■ **Text block**
*****
Monday, September 27, 2010

WTF is Money Anyway?

Here's a recent comment by Rep. Dr. Paul:


But did some missed mortgage payments and other personal debt really equal the collapse of the credit market as we knew it?
"What went wrong in September 2008 was not that the existing Basel II capital requirements were too low but that banks found a way around the rules. The Basel II rules base a bank’s capital requirement on how risky its loan book is, and banks can make their books look less risky by buying unregulated “insurance contracts” known as credit default swaps (CDS). This insurance, however, proved to be a fraud, when insurer AIG went bankrupt on September 15, 2008. The credit collapse that followed has normally been blamed on the collapse of the subprime housing market. But according to Yale economist, Gary Gorton, (whose views were recently embraced by Fed Chairman Ben Bernanke), the subprime problem was not itself sufficient to trigger a global credit freeze. What it did trigger was an old-fashioned bank run, in the not-so-familiar market known as the shadow banking system.
*****
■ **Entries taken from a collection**
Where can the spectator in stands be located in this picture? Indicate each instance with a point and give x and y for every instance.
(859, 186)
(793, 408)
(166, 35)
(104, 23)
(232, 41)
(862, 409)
*****
■ **Apply what you read**
[a] List every person named in the blog post about money and the 2008 credit collapse.
[b] Carry on the blog post about money and the 2008 credit collapse from the point where it stops.

■ **Answer set**
[a] Rep. Dr. Paul, Gary Gorton, Ben Bernanke

[b]
Bank runs don’t generally occur in the traditional banking system anymore, because (a) depositors are now protected by FDIC insurance, and (b) banks that run out of reserves can borrow from the Federal Reserve, which is empowered to create money ex nihilo (out of nothing). But FDIC insurance covers only $250,000 in deposits, and there is a massive and growing demand for banking by large institutional investors – pension funds, mutual funds, hedge funds, sovereign wealth funds – which have millions of dollars to park somewhere between investments. They want an investment that is secure, that provides them with a little interest, and is liquid like a traditional deposit account, allowing quick withdrawal. "
-Ellen Brown, September 22nd, 2010
http://www.webofdebt.com/articles/basel3_fail.php


It really has to do with the nature of modern money. Thomas Jefferson, in his infinite wisdom, warned us that "full faith and credit" in the hands of greedy bankers and corporate profiteers would bring us all down. Congress forgot this somewhere around 1999 so they could ride the gravy train. The engine of which was the AAA rating stamped on toxic waste and sold 'round the world to the tune of a quadrillion dollars.

Jefferson wrote to John Eppes in 1813:
“Although we have so foolishly allowed the field of circulating medium to be filched from us by private individuals, I think we may recover it . . . . The states should be asked to transfer the right of issuing paper money to Congress, in perpetuity.